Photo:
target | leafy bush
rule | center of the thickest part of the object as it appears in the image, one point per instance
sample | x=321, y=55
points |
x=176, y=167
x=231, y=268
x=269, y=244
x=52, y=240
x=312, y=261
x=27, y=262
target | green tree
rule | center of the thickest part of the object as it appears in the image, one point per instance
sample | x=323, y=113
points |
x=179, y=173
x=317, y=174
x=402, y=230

※ ※ ※

* TO DO: Rewrite the listing with every "thickest part" changed to "widest part", leaving all other text untouched.

* THE OUTPUT:
Photo:
target | leafy bush
rule | center of the widest part of the object as it appears in the image, one point per instance
sample | x=321, y=55
points |
x=176, y=167
x=231, y=268
x=269, y=244
x=52, y=240
x=312, y=261
x=27, y=262
target | green tree
rule | center of the widest part of the object as it appears in the image, one point per instance
sample | x=323, y=113
points |
x=179, y=173
x=317, y=174
x=402, y=230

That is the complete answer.